Forbes reacts to Biden jobs remarks: Throwing ‘roadblocks’ in front of economic recovery
Chairman and Editor-in-Chief Steve Forbes on dismal U.S. jobs report.
Forbes Media Chairman Steve Forbes said on Friday that President Biden’s remarks on the new jobs report amounted to a “fairytale” about economic recovery.
“He ignores the fact that before the COVID crisis hit, American unemployment was lower. Lower-income people’s wages were rising at a faster pace than the rest of the workforce and things were going in the right direction,” Forbes told “The Faulkner Focus.”
Forbes claimed Biden “hobbled the recovery from COVID as the lockdowns ended.”
“His war on oil and gas, for example, [caused] rising energy costs, which hits everyone,” Forbes added.
Forbes reacted to Biden saying his economic plan is working after the jobs report showed the U.S. economy added a record 6.4 million jobs in 2021.
U.S. President Joe Biden speaks on the December 2021 jobs report in the State Dining Room of the White House in Washington, D.C., U.S., on Friday, Jan. 7, 2022. U.S. employers added fewer jobs in December than forecast, while the jobless rate fell more than expected, adding to evidence of a challenging hiring environment that’s making it tough to meet demand amid the persistent pandemic. Photographer: Oliver Contreras/Sipa/Bloomberg via Getty Images
( Oliver Contreras/Sipa/Bloomberg via Getty Images)

• _Set of tasks_:
1/ Reproduce, word for word, the stretch from "Forbes reacts to" through "U.S. jobs report." in the article on Steve Forbes's reaction to the jobs report.
2/ Write the next part of the article on Steve Forbes's reaction to the jobs report, picking up after its final line.

• _Extracted material_:
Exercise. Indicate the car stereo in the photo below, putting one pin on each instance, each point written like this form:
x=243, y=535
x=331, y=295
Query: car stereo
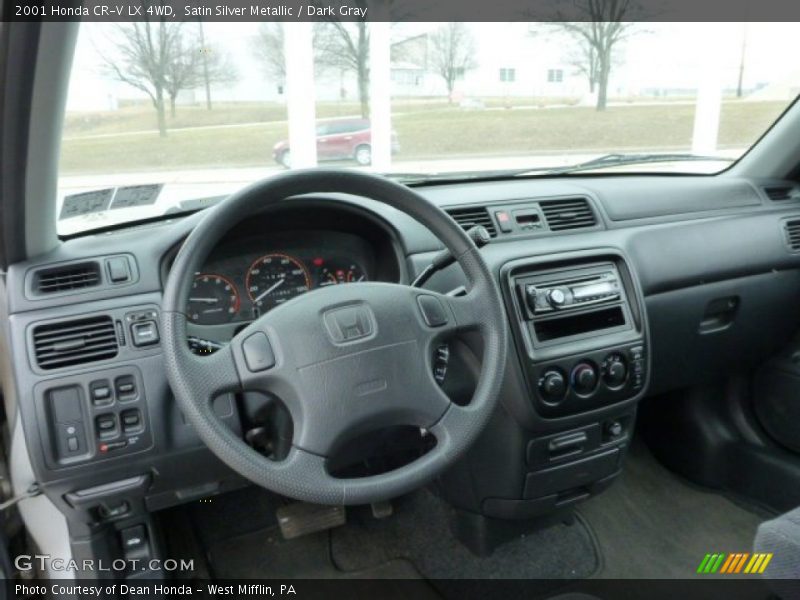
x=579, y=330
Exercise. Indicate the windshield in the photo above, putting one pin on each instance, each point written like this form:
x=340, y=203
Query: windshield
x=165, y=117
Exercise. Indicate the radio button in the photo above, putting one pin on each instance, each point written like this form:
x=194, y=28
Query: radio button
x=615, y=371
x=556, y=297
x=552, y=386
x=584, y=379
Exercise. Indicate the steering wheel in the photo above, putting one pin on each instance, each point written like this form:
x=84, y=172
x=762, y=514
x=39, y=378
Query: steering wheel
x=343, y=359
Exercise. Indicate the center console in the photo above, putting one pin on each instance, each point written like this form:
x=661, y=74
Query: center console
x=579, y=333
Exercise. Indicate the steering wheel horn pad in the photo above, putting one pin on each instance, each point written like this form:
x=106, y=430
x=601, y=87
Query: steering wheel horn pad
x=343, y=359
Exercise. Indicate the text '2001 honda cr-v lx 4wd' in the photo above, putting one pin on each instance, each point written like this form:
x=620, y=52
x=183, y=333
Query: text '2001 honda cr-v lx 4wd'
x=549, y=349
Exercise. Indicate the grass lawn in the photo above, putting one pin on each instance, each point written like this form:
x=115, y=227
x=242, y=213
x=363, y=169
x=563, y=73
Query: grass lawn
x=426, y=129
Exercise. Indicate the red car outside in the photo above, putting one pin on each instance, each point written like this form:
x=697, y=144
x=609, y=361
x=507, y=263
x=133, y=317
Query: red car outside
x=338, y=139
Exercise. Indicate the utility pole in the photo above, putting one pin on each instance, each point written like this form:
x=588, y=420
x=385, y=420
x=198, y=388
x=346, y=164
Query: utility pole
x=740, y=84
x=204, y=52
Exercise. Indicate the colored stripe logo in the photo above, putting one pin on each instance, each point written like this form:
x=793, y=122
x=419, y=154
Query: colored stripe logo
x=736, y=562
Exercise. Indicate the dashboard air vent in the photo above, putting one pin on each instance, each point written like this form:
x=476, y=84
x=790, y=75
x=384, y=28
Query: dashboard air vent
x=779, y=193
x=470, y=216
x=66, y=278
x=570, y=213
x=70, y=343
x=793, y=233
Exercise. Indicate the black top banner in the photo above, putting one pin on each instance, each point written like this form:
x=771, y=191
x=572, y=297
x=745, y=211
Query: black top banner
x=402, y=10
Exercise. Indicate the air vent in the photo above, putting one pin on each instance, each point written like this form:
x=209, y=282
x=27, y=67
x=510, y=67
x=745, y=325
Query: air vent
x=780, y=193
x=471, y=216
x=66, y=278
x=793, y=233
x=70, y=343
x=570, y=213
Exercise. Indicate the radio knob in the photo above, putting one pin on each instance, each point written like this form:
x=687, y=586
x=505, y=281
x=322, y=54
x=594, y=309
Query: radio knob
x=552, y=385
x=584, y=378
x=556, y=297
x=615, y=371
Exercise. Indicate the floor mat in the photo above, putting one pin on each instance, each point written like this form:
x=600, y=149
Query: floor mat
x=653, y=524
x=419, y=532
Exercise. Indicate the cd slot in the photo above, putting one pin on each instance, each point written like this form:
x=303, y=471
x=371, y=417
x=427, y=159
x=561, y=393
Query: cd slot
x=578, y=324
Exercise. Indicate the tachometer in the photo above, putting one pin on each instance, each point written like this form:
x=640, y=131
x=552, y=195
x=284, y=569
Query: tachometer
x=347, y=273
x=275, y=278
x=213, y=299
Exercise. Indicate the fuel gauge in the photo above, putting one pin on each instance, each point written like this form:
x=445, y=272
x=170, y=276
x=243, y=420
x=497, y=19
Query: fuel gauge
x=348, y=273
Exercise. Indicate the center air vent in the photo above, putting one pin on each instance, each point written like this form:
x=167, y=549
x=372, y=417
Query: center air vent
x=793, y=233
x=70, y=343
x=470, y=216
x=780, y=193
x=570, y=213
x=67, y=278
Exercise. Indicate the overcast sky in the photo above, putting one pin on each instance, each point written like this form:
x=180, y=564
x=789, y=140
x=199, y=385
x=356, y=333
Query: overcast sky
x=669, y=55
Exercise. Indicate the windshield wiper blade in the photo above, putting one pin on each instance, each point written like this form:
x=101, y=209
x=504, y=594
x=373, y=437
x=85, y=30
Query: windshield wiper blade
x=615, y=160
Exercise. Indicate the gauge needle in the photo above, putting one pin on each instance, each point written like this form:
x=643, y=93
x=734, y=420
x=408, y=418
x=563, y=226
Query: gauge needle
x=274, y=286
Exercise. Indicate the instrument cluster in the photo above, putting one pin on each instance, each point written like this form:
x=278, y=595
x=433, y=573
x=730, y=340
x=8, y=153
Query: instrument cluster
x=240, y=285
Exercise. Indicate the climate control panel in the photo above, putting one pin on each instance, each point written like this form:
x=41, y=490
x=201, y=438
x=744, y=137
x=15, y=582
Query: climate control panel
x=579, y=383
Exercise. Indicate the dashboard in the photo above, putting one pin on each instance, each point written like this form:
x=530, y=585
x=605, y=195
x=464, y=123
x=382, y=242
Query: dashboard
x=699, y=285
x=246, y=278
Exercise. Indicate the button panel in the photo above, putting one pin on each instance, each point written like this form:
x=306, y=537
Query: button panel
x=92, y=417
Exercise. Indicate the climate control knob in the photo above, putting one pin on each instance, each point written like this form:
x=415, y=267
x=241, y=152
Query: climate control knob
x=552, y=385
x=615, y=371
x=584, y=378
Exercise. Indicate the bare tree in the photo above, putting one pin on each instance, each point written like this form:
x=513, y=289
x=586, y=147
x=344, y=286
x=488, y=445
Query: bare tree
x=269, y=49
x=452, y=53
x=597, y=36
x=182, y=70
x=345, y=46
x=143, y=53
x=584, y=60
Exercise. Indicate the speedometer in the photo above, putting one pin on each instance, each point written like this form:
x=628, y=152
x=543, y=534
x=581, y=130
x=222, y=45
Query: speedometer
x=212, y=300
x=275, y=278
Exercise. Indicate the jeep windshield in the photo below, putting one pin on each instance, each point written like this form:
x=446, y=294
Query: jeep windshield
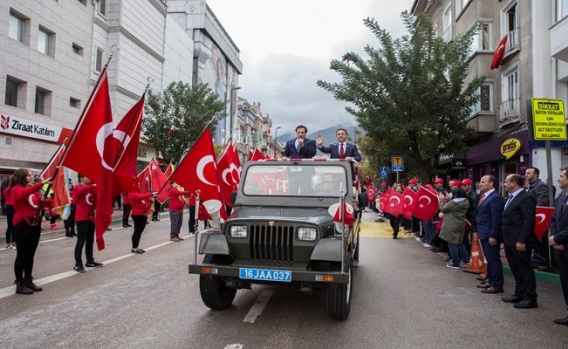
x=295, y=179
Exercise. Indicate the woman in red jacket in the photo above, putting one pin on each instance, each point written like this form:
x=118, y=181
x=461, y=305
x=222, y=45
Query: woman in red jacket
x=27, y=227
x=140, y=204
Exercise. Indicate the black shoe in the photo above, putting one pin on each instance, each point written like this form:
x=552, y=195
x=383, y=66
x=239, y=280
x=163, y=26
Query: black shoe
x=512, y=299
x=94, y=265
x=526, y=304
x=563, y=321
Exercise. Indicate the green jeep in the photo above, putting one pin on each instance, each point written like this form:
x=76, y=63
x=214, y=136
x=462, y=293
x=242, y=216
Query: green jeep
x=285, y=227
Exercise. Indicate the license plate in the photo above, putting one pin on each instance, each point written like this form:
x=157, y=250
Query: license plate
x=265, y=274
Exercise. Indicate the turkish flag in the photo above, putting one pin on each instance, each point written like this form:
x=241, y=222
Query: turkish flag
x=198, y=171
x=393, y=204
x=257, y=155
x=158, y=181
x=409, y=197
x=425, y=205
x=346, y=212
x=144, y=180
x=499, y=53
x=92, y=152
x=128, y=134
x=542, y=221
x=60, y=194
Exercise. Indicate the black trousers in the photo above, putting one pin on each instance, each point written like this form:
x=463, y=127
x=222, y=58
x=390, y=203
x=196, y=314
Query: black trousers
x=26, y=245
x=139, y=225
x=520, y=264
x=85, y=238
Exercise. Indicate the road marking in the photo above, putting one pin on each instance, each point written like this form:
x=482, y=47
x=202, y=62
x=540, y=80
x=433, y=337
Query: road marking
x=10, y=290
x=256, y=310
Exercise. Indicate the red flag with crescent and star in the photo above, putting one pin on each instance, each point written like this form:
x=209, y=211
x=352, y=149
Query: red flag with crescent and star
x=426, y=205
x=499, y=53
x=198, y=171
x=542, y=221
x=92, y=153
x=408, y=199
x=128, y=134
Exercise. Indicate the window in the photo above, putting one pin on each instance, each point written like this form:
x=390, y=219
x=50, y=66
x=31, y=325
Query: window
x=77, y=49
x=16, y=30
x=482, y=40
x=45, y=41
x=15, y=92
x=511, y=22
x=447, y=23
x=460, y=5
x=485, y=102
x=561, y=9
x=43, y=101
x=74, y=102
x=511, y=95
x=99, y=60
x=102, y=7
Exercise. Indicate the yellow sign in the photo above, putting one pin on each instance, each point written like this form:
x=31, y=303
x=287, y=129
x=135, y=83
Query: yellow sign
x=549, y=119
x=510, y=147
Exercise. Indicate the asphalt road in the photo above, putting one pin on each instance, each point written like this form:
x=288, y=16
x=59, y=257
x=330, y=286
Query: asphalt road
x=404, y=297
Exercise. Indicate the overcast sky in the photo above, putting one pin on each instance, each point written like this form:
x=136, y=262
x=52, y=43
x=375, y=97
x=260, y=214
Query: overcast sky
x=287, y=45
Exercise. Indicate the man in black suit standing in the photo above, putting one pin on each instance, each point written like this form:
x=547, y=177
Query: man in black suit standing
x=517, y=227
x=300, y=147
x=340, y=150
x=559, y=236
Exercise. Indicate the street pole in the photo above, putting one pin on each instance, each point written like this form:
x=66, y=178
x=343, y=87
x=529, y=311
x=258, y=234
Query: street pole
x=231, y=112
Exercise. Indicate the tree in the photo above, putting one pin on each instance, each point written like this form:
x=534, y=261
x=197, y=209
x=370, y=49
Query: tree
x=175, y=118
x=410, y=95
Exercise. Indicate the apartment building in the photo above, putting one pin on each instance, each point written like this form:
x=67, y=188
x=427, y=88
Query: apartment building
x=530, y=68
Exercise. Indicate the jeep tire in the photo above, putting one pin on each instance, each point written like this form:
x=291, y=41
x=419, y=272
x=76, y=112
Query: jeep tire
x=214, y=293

• _Task-by-task outputs_:
1/
Forbes reacts to Biden jobs remarks: Throwing ‘roadblocks’ in front of economic recovery
Chairman and Editor-in-Chief Steve Forbes on dismal U.S. jobs report.

2/
“That’s the most jobs in any calendar year by any president in history,” the commander-in-chief said Friday at the White House after the release of Labor Department data.
“America is back to work,” he added.
U.S. job growth faltered in December, just before the rapid spread of the new omicron coronavirus variant cast a fresh threat over the economy and its recovery from the pandemic.
The Labor Department said in its monthly payroll report released Friday that payrolls in December rose by 199,000, sharply missing the 400,000 jobs forecast by Refinitiv economists. The unemployment rate, which is calculated based on a separate survey, dropped to 3.9% from 4.2% — the lowest level since the pandemic began.
The labor market had been gaining momentum after a delta-induced slowdown over the summer, but the latest figure represents the second consecutive month of worse-than-expected growth, following upwardly revised gains of 249,000 in November and 648,000 in October. The last time job growth was this slow was in December 2020, when employers cut 306,000 positions.
Forbes called Biden’s Build Back Better bill the “big bad bill” because the massive tax increases there would hurt job creation and hurt the growth of the economy.
He added that the massive spending Biden favors would result in more money-printing and inflation as the Federal Reserve has to finance the deficits.
“So you put it all together, he has taken something where if he had done nothing he would look like a hero today. But they are standing in the way of recovery rather than enhancing it, they’re throwing roadblocks to it,” he said, adding that Biden’s vaccine mandates and “public-shaming” of the unvaccinated have caused people to leave the workforce.